Stored data entries:
::::
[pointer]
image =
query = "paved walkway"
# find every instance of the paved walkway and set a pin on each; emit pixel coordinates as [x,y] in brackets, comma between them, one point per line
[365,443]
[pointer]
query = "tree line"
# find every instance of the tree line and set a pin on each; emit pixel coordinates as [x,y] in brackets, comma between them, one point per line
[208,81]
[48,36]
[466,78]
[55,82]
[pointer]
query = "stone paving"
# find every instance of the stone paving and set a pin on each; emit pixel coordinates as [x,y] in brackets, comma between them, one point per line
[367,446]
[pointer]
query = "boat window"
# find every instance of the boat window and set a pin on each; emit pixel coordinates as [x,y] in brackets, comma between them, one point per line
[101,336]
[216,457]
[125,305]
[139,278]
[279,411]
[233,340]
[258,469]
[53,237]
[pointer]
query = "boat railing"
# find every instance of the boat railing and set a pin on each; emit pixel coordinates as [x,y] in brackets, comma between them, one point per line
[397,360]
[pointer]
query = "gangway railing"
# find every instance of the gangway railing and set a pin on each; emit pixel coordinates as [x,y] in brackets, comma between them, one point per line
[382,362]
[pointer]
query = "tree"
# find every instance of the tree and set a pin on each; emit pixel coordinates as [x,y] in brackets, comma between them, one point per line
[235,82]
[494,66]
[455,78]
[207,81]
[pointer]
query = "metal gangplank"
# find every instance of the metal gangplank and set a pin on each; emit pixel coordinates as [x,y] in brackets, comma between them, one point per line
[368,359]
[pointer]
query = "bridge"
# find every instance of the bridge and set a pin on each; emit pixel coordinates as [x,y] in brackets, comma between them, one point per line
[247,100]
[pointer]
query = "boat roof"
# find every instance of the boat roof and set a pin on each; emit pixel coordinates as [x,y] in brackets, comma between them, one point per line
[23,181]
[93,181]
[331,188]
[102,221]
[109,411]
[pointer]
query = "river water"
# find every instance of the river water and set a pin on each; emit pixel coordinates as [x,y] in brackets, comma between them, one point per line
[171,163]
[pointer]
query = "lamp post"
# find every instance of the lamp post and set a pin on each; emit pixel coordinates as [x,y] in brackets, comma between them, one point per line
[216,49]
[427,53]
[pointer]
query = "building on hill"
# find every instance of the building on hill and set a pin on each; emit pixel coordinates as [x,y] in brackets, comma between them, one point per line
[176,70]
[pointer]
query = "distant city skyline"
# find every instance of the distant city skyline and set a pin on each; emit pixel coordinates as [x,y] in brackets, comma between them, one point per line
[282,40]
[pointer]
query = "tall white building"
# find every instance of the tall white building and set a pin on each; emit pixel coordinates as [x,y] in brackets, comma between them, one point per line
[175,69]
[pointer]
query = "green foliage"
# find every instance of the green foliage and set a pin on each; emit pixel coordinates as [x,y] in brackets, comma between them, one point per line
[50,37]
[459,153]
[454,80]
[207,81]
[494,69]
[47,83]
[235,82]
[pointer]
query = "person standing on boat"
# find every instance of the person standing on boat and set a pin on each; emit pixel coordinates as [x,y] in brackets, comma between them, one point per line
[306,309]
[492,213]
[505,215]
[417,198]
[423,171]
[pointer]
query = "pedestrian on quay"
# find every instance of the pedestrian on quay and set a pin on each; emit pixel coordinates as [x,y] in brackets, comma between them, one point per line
::::
* **What is asked**
How many lines in the listing contain the word "metal"? Reply with the number alone.

* **Answer to the exercise**
2